▶ [SEITENAUSZUG]
Ort der vergeblichen Zuflucht: St. Peter und Paul in Oberhausen

Ort der vergeblichen Zuflucht: St. Peter und Paul in Oberhausen


Die Familie – eine alleinerziehende Mutter mit vier Kindern – war zunächst von Tschetschenien nach Polen geflüchtet, reiste dann im Juli 2013 nach Deutschland weiter und wurde nach einem Asylantrag im „Grandhotel“, einer Augsburger Einrichtung für Asylbewerber, untergebracht. Im September 2013 war allerdings nach einem Bescheid des Bundesamtes für Migration und Flüchtlinge klar, dass der Asylantrag in Deutschland unzulässig war, Polen für die Durchführung des Asylverfahrens der Familie zuständig ist und eine Rücküberführung innerhalb von sechs Monaten nach Einreise erfolgen muss. Gegen den Bescheid wurden keine Rechtsmittel eingelegt. Ein Antrag auf Duldung im Dezember 2013 und eine Petition, über die am 22. Januar negativ entschieden wurde, brachten der Familie einige Monate Aufschub. Am 31. Januar wurde die Familie über die bevorstehende Rücküberführung informiert, als Termin für die Ankunft an der polnischen Grenze der 18. Februar 2014 um 14 Uhr festgesetzt.

Das Kirchenasyl dauerte nur eine Nacht

Am Nachmittag des 17. Februar erreichte die Augsburger Ausländerbehörde ein Fax, dass sich die Familie nicht mehr im „Grandhotel“ aufhalte, sondern im Pfarramt von St. Peter und Paul, einer katholischen Kirche in Oberhausen. Dort wurde die Familie am frühen Morgen des 18. Februar von der Polizei abgeholt und anschließend zur polnischen Grenze gefahren. „Ohne Zwang, Drohungen und ohne Haftbefehl“, so der zweite Bürgermeister Herrmann Weber (CSM) in seiner Funktion als Vertreter des Ordnungsreferenten gestern im Stadtrat. Sowohl Pfarrer Karl Mair als auch die Familie hätten sich nach Erklärung der Rechtslage kooperativ verhalten.

Kein Ermessensspielraum auf kommunaler Ebene

Webers minutiöser dreiteiliger Bericht, in dem er die Ereignisse aus Sicht der Ausländerbehörde der Stadt Augsburg, der Polizei und aus seiner ganz persönlichen Sicht als praktizierender Christ schilderte, geriet zu einem bedrückenden Doku-Drama. Schnell wurde allen Stadträten klar, wie sehr man in ein europäisches System der Asylpolitik einbunden ist, in dem es auf kommunaler Ebene keinerlei Ermessens- und Auslegungsspielraum oder Möglichkeiten zu passivem Verhalten gibt. Und damit auch keinen Raum für persönliche Vorwürfe gegen Verwaltungsmitarbeiter, die Polizei oder gegen den Oberbürgermeister, mit denen Vertreter der Opposition im Vorfeld der Sitzung nicht gespart hatten.

▶ [ARBEITSAUFTRAG 1]
Für welchen Termin war laut dem Bericht über das Kirchenasyl in St. Peter und Paul die Ankunft der Familie an der polnischen Grenze festgesetzt?
▶ [ARBEITSAUFTRAG 2]
Schreiben Sie den Bericht über das Kirchenasyl in St. Peter und Paul bitte im Anschluss an seinen letzten Satz weiter.

▶ [EXTRAHIERTE EINTRÄGE]
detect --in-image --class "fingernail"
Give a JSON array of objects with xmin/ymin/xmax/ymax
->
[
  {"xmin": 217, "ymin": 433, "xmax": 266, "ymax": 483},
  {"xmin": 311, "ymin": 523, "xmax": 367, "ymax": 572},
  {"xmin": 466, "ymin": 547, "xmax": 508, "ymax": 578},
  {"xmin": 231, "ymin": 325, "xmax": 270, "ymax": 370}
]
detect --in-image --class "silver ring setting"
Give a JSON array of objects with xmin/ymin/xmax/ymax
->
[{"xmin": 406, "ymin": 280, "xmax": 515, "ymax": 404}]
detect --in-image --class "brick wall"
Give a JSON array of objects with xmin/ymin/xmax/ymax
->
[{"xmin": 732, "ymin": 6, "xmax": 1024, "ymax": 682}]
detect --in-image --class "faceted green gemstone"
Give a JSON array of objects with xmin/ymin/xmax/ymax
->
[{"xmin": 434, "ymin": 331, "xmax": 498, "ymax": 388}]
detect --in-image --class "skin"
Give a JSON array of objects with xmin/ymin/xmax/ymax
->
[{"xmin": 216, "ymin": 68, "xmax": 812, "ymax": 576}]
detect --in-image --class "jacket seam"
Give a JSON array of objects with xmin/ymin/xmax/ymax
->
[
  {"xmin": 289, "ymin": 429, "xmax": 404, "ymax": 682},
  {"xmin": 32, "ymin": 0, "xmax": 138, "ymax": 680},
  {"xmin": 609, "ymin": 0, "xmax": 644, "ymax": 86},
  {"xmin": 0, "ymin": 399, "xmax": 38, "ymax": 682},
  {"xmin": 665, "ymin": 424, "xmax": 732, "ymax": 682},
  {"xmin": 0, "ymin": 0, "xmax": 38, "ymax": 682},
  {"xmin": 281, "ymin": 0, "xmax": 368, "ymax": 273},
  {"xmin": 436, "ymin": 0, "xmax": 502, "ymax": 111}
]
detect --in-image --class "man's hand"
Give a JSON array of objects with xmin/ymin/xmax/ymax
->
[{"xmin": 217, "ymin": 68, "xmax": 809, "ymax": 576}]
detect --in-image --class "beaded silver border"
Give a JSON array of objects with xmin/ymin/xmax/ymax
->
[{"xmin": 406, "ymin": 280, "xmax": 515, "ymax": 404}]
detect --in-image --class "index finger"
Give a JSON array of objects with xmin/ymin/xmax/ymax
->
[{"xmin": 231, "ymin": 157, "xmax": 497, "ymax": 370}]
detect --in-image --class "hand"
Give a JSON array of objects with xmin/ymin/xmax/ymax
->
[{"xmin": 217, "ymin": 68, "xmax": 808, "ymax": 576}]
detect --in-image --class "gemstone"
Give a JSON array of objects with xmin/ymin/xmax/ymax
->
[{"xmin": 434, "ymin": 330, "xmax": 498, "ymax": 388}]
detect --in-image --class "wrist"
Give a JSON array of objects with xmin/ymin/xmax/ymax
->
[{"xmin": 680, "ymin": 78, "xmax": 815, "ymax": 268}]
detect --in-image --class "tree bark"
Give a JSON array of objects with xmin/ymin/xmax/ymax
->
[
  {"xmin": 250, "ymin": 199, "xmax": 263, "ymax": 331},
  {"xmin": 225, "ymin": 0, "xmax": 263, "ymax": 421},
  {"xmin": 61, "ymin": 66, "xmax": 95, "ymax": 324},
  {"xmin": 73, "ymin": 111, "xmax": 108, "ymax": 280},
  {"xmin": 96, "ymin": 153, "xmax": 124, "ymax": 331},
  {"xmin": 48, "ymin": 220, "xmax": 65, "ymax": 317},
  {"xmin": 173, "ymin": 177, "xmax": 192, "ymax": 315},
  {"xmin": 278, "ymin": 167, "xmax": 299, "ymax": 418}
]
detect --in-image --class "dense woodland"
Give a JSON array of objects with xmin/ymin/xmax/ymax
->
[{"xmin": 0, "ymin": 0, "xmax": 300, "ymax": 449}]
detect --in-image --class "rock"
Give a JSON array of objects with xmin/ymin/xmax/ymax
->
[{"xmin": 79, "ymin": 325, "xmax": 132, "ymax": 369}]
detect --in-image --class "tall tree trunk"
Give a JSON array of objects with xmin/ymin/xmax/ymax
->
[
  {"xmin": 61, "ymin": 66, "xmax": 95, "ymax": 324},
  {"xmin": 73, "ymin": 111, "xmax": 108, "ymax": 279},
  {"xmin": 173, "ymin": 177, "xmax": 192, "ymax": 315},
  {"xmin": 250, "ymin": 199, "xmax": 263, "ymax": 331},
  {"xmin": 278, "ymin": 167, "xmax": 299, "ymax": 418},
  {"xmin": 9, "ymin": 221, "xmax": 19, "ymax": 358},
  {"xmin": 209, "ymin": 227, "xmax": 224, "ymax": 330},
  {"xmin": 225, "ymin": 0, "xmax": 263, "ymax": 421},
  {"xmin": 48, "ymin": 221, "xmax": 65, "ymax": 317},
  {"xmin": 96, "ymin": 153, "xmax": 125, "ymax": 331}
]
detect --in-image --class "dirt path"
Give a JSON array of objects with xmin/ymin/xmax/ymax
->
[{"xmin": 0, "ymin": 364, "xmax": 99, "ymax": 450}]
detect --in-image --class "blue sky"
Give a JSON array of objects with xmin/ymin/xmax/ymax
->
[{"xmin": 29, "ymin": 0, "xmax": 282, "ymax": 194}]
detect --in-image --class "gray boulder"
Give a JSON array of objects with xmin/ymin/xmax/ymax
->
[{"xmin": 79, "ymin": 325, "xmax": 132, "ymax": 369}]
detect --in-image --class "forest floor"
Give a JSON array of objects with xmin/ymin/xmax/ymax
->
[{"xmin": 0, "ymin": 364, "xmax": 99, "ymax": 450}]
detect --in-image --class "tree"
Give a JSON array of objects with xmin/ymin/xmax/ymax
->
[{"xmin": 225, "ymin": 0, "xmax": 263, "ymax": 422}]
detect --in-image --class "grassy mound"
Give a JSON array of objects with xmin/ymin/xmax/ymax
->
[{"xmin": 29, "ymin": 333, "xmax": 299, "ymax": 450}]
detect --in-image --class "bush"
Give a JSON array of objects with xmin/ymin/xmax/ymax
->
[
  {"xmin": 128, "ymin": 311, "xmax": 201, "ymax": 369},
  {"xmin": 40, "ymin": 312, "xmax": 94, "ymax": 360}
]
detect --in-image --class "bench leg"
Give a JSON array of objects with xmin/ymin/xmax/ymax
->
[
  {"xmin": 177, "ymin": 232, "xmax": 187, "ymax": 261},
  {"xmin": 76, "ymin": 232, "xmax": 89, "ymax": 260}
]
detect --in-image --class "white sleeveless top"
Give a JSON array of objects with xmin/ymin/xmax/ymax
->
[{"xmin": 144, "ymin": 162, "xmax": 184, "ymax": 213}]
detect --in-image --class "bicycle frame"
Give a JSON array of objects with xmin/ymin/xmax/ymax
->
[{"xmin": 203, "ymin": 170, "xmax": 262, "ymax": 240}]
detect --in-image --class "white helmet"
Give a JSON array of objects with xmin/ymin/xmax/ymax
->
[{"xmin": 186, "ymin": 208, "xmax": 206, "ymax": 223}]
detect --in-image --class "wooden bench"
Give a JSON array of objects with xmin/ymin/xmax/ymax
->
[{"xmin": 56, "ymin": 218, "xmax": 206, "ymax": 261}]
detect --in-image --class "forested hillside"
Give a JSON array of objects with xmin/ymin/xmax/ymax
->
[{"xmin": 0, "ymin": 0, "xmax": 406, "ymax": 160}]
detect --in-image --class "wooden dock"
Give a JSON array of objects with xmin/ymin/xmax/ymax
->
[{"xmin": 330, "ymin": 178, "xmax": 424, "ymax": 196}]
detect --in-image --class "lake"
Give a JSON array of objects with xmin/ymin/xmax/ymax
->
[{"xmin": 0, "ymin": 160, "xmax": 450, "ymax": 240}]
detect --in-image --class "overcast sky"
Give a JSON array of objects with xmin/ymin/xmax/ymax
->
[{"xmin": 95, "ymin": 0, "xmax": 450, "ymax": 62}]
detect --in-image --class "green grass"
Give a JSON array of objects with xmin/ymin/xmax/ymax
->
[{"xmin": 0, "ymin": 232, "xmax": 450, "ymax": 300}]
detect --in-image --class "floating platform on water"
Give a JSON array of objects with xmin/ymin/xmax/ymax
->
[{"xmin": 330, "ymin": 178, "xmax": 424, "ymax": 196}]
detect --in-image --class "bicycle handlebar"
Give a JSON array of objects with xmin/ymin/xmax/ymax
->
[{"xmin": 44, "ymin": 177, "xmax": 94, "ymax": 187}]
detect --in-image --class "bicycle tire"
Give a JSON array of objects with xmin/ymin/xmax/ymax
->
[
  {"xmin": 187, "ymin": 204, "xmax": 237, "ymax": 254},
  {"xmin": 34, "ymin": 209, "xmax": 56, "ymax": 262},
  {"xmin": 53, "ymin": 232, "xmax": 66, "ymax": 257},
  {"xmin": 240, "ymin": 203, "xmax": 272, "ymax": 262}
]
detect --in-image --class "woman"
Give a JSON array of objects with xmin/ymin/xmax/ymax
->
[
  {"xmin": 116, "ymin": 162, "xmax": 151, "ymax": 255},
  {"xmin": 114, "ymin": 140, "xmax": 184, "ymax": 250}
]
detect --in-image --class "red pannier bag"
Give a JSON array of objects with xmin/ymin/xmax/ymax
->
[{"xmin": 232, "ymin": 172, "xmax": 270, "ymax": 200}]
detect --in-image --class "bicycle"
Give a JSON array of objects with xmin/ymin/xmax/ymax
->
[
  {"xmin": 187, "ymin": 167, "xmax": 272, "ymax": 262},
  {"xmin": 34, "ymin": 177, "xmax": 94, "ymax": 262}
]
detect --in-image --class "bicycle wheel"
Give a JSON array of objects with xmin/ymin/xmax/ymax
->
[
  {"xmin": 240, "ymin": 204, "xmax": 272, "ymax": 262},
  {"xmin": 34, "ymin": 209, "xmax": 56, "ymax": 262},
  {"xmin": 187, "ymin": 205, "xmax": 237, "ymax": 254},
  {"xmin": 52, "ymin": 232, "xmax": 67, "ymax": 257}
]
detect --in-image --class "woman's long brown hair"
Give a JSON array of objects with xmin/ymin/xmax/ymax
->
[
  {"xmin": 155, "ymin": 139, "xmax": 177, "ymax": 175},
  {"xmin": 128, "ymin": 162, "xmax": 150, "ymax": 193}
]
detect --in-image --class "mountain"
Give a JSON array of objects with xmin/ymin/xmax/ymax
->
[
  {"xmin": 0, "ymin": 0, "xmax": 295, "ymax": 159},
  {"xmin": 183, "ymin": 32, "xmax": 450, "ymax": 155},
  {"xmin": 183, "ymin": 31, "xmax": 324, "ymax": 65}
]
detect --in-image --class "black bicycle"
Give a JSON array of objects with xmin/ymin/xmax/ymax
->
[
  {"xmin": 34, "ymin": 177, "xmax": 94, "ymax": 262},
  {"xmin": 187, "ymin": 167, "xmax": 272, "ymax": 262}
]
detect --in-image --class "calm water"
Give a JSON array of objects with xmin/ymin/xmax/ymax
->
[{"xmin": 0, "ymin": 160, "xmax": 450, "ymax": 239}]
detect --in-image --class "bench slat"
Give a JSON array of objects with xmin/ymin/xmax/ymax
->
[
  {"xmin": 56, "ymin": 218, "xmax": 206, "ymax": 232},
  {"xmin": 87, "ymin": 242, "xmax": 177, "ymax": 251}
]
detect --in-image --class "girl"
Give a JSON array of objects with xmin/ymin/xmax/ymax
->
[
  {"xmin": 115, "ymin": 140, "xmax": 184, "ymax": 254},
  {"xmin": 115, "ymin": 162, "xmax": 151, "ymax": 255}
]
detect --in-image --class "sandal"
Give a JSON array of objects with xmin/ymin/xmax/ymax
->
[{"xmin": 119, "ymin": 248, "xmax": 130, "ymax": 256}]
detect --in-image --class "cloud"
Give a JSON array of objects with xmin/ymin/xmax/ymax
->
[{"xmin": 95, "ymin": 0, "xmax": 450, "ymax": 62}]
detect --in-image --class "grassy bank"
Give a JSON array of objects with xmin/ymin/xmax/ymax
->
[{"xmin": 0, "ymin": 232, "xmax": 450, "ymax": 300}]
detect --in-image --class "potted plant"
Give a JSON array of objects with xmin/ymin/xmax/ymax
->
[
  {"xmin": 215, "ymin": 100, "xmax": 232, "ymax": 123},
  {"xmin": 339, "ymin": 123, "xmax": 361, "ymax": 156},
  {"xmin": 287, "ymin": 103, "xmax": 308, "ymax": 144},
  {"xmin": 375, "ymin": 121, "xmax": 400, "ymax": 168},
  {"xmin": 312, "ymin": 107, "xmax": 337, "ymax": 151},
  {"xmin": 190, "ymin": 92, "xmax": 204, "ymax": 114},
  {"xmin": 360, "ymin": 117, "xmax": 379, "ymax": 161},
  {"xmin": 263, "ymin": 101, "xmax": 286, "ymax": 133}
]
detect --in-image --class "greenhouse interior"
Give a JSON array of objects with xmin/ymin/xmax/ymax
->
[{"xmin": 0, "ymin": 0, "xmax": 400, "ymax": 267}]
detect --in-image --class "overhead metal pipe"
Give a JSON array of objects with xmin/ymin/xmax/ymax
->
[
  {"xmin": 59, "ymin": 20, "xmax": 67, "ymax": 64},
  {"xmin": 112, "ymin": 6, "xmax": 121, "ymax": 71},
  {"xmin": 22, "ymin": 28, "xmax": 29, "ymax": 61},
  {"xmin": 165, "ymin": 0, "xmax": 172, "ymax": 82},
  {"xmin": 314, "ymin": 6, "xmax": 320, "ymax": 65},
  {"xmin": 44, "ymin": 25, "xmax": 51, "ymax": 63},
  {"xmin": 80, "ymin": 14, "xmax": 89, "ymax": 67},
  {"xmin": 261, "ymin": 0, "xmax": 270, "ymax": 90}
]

▶ [ANTWORT ZUR AUFGABE 1]
Für den 18. Februar 2014 um 14 Uhr.

▶ [ANTWORT ZUR AUFGABE 2]
„Ich bedaure sehr, dass es keine gesetzliche Grundlage für ein Kirchenasyl gibt“, so Weber, der sowohl den Mitarbeitern des „Grandhotels“ als auch der Ausländerbehörde seine Hochachtung aussprach. Im Sachen Kirchenasyl hätte er sich aber – zusammen mit OB Kurt Gribl – am vergangenen Dienstag mit Vertretern der Kirchen, der Polizei und der Regierung von Schwaben über eine zukünftige Vorgehensweise verständigt. So stehen die evangelische Stadtdekanin Susanne Kasch und der katholische Stadtdekan Helmut Haug künftig als Ansprechpartner zur Verfügung und setzen die Behörden über ein in Anspruch genommenes Kirchenasyl in Kenntnis. Behörden und Polizei müssten aufgrund der Gesetzeslage zwar wie bisher agieren. Wenn aber ein Kirchenvertreter „Nein“ sage, „betritt niemand den Raum“, so Weber.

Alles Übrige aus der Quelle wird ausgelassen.